Material shown
★ ★ ★

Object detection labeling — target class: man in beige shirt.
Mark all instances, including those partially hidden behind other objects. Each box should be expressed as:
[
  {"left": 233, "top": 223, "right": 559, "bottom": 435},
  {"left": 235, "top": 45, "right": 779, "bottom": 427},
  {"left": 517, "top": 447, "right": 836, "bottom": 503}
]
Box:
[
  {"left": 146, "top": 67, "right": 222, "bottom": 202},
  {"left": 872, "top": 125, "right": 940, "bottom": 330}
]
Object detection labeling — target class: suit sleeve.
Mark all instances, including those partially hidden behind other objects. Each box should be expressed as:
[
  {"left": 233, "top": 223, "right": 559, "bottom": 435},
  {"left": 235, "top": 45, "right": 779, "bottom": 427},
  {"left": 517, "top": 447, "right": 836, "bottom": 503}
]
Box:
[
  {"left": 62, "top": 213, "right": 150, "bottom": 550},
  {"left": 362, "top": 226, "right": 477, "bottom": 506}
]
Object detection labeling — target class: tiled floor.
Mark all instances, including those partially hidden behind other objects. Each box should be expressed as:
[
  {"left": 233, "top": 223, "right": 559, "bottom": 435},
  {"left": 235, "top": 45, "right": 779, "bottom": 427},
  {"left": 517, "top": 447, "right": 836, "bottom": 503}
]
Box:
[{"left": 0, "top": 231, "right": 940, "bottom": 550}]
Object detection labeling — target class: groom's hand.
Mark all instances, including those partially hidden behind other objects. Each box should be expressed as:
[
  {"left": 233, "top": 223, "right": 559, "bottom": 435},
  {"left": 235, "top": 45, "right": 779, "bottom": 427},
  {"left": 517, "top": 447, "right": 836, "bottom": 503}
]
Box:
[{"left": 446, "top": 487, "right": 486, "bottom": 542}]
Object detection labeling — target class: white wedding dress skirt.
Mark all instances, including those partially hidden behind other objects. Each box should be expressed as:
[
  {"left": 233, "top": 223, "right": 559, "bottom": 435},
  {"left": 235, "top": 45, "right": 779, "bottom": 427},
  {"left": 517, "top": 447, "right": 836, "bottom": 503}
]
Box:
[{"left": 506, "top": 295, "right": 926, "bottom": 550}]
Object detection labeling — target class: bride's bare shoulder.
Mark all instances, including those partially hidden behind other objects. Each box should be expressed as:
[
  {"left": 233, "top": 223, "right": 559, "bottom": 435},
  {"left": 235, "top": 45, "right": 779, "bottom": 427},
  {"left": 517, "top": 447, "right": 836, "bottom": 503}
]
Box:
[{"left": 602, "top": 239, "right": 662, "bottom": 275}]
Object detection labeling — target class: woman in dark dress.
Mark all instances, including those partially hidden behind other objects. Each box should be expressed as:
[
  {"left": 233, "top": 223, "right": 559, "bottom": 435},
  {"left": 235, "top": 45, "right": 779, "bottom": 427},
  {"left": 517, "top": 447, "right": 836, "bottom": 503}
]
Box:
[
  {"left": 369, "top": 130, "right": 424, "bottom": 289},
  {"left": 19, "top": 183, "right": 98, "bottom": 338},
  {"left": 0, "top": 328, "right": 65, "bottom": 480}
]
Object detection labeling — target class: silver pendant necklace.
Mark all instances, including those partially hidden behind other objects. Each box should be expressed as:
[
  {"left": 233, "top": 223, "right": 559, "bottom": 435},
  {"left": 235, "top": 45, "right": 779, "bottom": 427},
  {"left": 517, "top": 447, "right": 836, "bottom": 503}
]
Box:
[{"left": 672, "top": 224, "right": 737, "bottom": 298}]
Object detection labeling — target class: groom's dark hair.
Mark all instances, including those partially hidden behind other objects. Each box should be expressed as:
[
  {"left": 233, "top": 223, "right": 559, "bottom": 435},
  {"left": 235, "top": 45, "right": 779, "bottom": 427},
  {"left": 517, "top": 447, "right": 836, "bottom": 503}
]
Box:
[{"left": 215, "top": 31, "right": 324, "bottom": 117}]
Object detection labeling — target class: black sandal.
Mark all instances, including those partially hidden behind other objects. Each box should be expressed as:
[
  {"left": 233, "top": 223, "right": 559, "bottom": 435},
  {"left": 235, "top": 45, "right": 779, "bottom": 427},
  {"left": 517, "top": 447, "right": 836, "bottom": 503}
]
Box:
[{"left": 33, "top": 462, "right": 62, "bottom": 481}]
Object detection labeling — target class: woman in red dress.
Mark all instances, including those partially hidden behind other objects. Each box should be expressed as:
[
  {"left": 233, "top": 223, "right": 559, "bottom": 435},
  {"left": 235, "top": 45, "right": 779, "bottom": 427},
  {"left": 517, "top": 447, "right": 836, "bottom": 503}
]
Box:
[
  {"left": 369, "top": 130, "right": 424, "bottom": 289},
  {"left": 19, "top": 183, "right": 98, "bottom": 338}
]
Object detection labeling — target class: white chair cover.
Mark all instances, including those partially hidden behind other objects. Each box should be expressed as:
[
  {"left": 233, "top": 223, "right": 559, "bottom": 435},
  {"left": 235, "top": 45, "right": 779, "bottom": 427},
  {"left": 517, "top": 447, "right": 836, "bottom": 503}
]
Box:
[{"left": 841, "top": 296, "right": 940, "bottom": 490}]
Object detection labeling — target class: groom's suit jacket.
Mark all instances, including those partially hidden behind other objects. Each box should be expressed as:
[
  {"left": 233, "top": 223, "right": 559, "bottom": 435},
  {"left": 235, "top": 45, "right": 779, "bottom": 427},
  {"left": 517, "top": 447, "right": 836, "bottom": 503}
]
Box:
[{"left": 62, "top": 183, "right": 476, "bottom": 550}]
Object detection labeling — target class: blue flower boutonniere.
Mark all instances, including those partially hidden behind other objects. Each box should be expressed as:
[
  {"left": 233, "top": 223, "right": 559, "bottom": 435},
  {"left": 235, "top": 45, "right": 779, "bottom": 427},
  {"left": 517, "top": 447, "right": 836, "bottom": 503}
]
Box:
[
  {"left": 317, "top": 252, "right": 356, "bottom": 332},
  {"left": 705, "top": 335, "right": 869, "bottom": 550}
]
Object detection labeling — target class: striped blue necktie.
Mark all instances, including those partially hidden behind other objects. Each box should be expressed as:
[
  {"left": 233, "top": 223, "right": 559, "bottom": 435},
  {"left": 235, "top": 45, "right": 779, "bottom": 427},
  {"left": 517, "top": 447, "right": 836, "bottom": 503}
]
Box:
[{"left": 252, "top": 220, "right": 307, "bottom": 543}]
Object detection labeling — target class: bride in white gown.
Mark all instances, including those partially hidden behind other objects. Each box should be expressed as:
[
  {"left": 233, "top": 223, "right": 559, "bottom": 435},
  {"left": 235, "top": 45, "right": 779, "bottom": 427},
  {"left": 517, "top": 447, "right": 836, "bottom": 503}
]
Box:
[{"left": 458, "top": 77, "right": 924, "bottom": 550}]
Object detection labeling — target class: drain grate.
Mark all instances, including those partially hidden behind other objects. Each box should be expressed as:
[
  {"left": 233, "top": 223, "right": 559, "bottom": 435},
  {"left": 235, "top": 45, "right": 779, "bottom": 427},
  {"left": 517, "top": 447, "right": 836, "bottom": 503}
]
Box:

★ ★ ★

Required work
Swap "partially hidden" for "partly covered" throughout all of the records above and write them out again, leaving everything else as it is.

Answer to the problem
Object detection labeling — target class: man in beige shirt.
Mark all instances, including those partly covered behind other objects. Each box should be expressed as:
[
  {"left": 233, "top": 223, "right": 559, "bottom": 435},
  {"left": 235, "top": 45, "right": 779, "bottom": 427},
  {"left": 517, "top": 447, "right": 836, "bottom": 503}
]
Box:
[
  {"left": 146, "top": 67, "right": 222, "bottom": 202},
  {"left": 872, "top": 125, "right": 940, "bottom": 330}
]
Object detection labeling — target class: suit sleeve.
Mark all instances, including those partly covered behind other objects. Each box should be expressed as:
[
  {"left": 233, "top": 223, "right": 559, "bottom": 435},
  {"left": 235, "top": 45, "right": 779, "bottom": 427},
  {"left": 517, "top": 447, "right": 836, "bottom": 503}
]
Box:
[
  {"left": 62, "top": 213, "right": 150, "bottom": 550},
  {"left": 362, "top": 226, "right": 477, "bottom": 506}
]
Object detection labeling — target class: tiled floor.
Mark all instances, including those partly covered behind other objects. Each box should be expressed as:
[
  {"left": 233, "top": 223, "right": 559, "bottom": 435},
  {"left": 235, "top": 45, "right": 779, "bottom": 427},
  {"left": 517, "top": 447, "right": 836, "bottom": 503}
]
Box:
[{"left": 0, "top": 231, "right": 940, "bottom": 550}]
Object detection labeling — target class: groom's hand.
Mark all instances, including those partly covered behind other objects. Each box should be expressed as:
[
  {"left": 233, "top": 223, "right": 559, "bottom": 435},
  {"left": 235, "top": 45, "right": 779, "bottom": 427},
  {"left": 517, "top": 447, "right": 836, "bottom": 503}
]
Box:
[{"left": 446, "top": 487, "right": 486, "bottom": 542}]
Object detection labeling — target class: white wedding dress skirt.
Mark all instances, including those partly covered behind other objects. Each box should be expressed as:
[
  {"left": 233, "top": 223, "right": 559, "bottom": 435},
  {"left": 235, "top": 45, "right": 779, "bottom": 427},
  {"left": 517, "top": 447, "right": 836, "bottom": 503}
]
Box:
[{"left": 506, "top": 295, "right": 926, "bottom": 550}]
Object detection labeling — target class: bride's bare shoulder.
Mark all instances, including those partly covered behind other objects. Each box should be expressed as:
[
  {"left": 233, "top": 223, "right": 559, "bottom": 435},
  {"left": 235, "top": 45, "right": 779, "bottom": 427},
  {"left": 517, "top": 447, "right": 836, "bottom": 503}
]
Box:
[{"left": 602, "top": 239, "right": 662, "bottom": 275}]
Object detection labeling — target class: woman in dark dress.
Mark all instances, including those partly covered behind other objects. Each box should be expressed as:
[
  {"left": 233, "top": 223, "right": 559, "bottom": 435},
  {"left": 235, "top": 45, "right": 779, "bottom": 427},
  {"left": 517, "top": 447, "right": 836, "bottom": 503}
]
Box:
[
  {"left": 369, "top": 130, "right": 424, "bottom": 289},
  {"left": 19, "top": 183, "right": 98, "bottom": 338},
  {"left": 0, "top": 328, "right": 65, "bottom": 480}
]
Object detection labeling — target class: silver pendant necklace.
Mark all instances, including those partly covered behind other objects. Each box should be expressed as:
[
  {"left": 233, "top": 223, "right": 559, "bottom": 435},
  {"left": 235, "top": 45, "right": 779, "bottom": 427},
  {"left": 517, "top": 447, "right": 836, "bottom": 503}
]
Box:
[{"left": 672, "top": 224, "right": 737, "bottom": 298}]
Object detection labeling — target class: groom's dark hair.
Mark all instances, including those partly covered behind other objects. Each box should be expressed as:
[
  {"left": 233, "top": 223, "right": 559, "bottom": 435},
  {"left": 235, "top": 45, "right": 779, "bottom": 427},
  {"left": 517, "top": 447, "right": 836, "bottom": 503}
]
Box:
[{"left": 215, "top": 31, "right": 324, "bottom": 117}]
Object detection labeling — target class: black sandal.
Mark all instances, including those partly covered behind other objects. Each box should be expressed as:
[
  {"left": 233, "top": 223, "right": 559, "bottom": 435},
  {"left": 235, "top": 45, "right": 779, "bottom": 427},
  {"left": 517, "top": 447, "right": 836, "bottom": 503}
]
Box:
[{"left": 33, "top": 462, "right": 62, "bottom": 481}]
Object detection labeling — target class: woman in red dress.
Mark all instances, including those partly covered behind other objects. Each box should be expressed as:
[
  {"left": 233, "top": 223, "right": 559, "bottom": 435},
  {"left": 235, "top": 45, "right": 779, "bottom": 427},
  {"left": 517, "top": 447, "right": 836, "bottom": 503}
]
Box:
[
  {"left": 369, "top": 130, "right": 424, "bottom": 289},
  {"left": 19, "top": 183, "right": 98, "bottom": 338}
]
Object detection labeling — target class: white chair cover.
Mark all instances, including those partly covered behind other objects. Each box should be expressed as:
[
  {"left": 233, "top": 223, "right": 559, "bottom": 435},
  {"left": 235, "top": 45, "right": 779, "bottom": 427},
  {"left": 517, "top": 447, "right": 836, "bottom": 503}
]
Box:
[{"left": 841, "top": 296, "right": 940, "bottom": 490}]
Object detection labeling — target class: groom's suit jacket.
Mark all instances, including those partly covered behind other objects. Each box should be expressed as:
[
  {"left": 233, "top": 223, "right": 559, "bottom": 435},
  {"left": 235, "top": 45, "right": 779, "bottom": 427},
  {"left": 517, "top": 447, "right": 836, "bottom": 503}
]
Box:
[{"left": 62, "top": 183, "right": 476, "bottom": 550}]
Object detection labeling — target class: blue flower boutonniere.
Mark all instances, including those partly covered behind other objects. Each box should be expressed as:
[
  {"left": 233, "top": 223, "right": 559, "bottom": 435},
  {"left": 235, "top": 45, "right": 779, "bottom": 427},
  {"left": 517, "top": 447, "right": 836, "bottom": 503}
]
Box:
[
  {"left": 317, "top": 252, "right": 356, "bottom": 332},
  {"left": 705, "top": 335, "right": 869, "bottom": 550}
]
Object detection labeling — target class: striped blue necktie.
Mark all instances, including those partly covered behind other objects. Each box should be expressed as:
[
  {"left": 233, "top": 223, "right": 559, "bottom": 435},
  {"left": 235, "top": 45, "right": 779, "bottom": 427},
  {"left": 517, "top": 447, "right": 836, "bottom": 503}
]
Box:
[{"left": 252, "top": 220, "right": 307, "bottom": 543}]
Object detection labeling — target class: bride in white gown.
Mark all instances, including those partly covered behind other objects. Each box should be expressed as:
[
  {"left": 233, "top": 223, "right": 559, "bottom": 435},
  {"left": 235, "top": 45, "right": 779, "bottom": 427},
  {"left": 517, "top": 447, "right": 836, "bottom": 503}
]
Box:
[{"left": 458, "top": 77, "right": 924, "bottom": 550}]
Object detection labeling — target class: drain grate.
Mark all instances, including those partly covered behind other objects. Each box should be expressed as:
[
  {"left": 233, "top": 223, "right": 559, "bottom": 435},
  {"left": 235, "top": 45, "right": 779, "bottom": 427},
  {"left": 517, "top": 447, "right": 836, "bottom": 503}
]
Box:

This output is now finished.